About this exercise => Return the material exactly. Every line must stay as it is.

Supplied material =>
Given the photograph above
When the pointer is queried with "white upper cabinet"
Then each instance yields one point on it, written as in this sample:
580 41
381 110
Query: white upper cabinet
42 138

Answer below =>
Given the photograph above
When the pointer is queried with "white upper cabinet"
Then each instance yields one point on it, written as in this sample:
580 41
381 110
Query: white upper cabinet
42 138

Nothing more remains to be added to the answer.